Exercise directions -
Which lines below contain the string "photo", with case counting? Report each of those lines in full.

Extracted records -

===

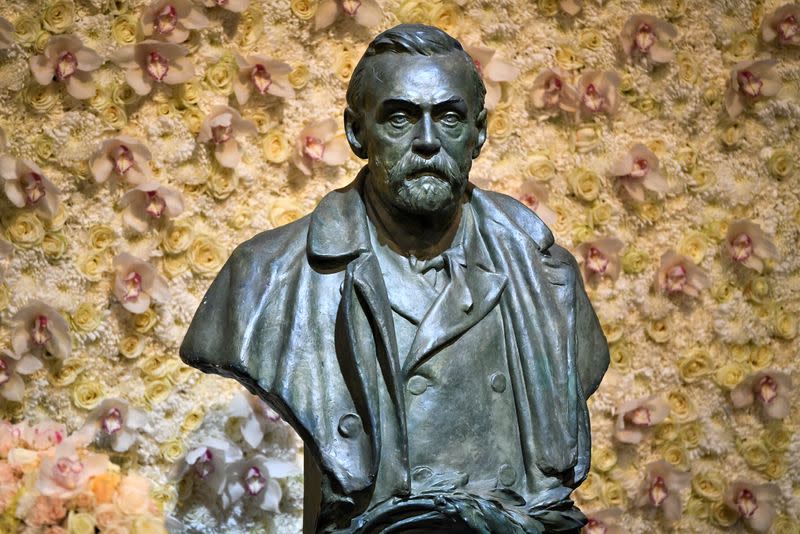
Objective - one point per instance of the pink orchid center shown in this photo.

===

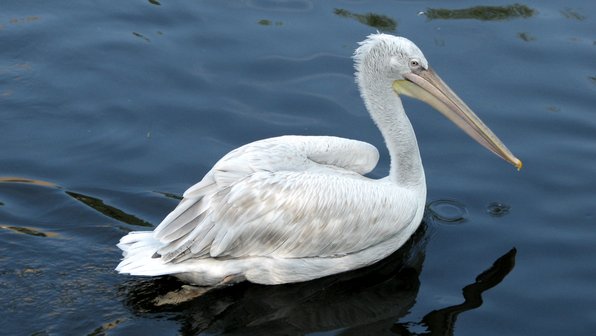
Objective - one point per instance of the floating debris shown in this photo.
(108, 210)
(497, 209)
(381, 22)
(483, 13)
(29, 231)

===

Correct output -
Objective - one point per instance of the pink orchid center shown in this photo.
Objective - one point per instance of the floating debris shown in this photo.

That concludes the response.